> _Do this_: Retype everything in the listing, leaving each line exactly as it is.

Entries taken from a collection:

=======

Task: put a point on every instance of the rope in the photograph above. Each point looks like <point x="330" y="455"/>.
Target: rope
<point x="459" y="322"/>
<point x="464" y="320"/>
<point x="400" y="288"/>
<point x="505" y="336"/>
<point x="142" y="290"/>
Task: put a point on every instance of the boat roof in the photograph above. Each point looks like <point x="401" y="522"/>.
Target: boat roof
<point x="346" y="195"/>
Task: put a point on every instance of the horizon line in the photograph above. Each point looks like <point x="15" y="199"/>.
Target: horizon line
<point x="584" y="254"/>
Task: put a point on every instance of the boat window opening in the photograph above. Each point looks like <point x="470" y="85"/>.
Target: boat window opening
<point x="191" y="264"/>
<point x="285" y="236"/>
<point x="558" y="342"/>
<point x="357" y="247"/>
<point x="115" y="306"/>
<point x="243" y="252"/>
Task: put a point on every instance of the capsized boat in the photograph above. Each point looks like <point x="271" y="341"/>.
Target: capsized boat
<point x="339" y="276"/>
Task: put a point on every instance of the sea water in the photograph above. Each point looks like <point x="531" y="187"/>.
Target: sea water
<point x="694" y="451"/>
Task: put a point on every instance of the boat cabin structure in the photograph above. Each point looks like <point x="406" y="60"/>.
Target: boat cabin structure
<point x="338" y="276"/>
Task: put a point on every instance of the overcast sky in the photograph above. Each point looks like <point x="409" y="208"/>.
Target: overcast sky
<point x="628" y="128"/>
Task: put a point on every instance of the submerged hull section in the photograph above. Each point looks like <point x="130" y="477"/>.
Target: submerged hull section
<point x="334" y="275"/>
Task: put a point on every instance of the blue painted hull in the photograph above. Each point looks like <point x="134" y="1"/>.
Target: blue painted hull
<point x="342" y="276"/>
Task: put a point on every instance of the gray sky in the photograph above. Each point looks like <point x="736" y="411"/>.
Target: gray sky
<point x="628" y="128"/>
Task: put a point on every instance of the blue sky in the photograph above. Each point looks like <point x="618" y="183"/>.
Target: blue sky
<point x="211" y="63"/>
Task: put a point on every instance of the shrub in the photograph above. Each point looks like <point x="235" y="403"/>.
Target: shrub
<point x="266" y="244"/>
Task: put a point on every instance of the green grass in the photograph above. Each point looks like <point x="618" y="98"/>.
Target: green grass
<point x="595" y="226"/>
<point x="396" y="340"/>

=======

> _Result of this exercise_:
Task: put a point on every instance of the rope in the photograph above. Each point looks like <point x="330" y="455"/>.
Target: rope
<point x="459" y="322"/>
<point x="464" y="320"/>
<point x="400" y="288"/>
<point x="505" y="336"/>
<point x="142" y="290"/>
Task: put a point on every instance of the boat roof in the photograph above. Each point looks like <point x="401" y="522"/>.
Target: boat roof
<point x="346" y="195"/>
Task: put a point on every instance of the horizon line in the photograph above. Each point looks like <point x="15" y="199"/>.
Target: horizon line
<point x="584" y="254"/>
Task: put a point on every instance of the boat window opening in the photograph above. Each point looks like <point x="470" y="85"/>.
Target: boat window opening
<point x="191" y="264"/>
<point x="285" y="236"/>
<point x="558" y="342"/>
<point x="357" y="247"/>
<point x="115" y="306"/>
<point x="243" y="252"/>
Task: put a point on every instance of the capsized boat in the photograph above. Each point looks like <point x="271" y="341"/>.
Target: capsized boat
<point x="339" y="276"/>
Task: put a point on every instance of the sea water in the photograph above. Each point looks like <point x="531" y="187"/>.
Target: sea water
<point x="694" y="451"/>
Task: put a point on every instance of the boat cabin structure in the photograph above. Each point looks like <point x="406" y="60"/>.
Target: boat cabin structure
<point x="338" y="276"/>
Task: put a point on every instance of the overcast sky in the photograph above. Each point looks like <point x="409" y="208"/>.
Target: overcast sky
<point x="628" y="128"/>
Task: put a point on every instance of the submerged hull section in the photograph above. Each point looks like <point x="130" y="477"/>.
Target: submerged hull section
<point x="334" y="275"/>
Task: put a point on every instance of the blue painted hull in the photograph above. Each point looks like <point x="134" y="1"/>.
Target: blue painted hull
<point x="342" y="276"/>
Task: put a point on every instance of the gray sky in the photograph above. Each point looks like <point x="736" y="411"/>.
Target: gray sky
<point x="628" y="128"/>
Task: put a point on every instance of the blue sky in the photograph above. Each point looks like <point x="618" y="183"/>.
Target: blue sky
<point x="211" y="63"/>
Task: put a point on every instance of the shrub in the photograph above. Each point looks like <point x="235" y="403"/>.
Target: shrub
<point x="266" y="244"/>
Task: put a point on every instance of the green grass in the photograph above. Each point looks like <point x="618" y="98"/>.
Target: green grass
<point x="595" y="226"/>
<point x="396" y="340"/>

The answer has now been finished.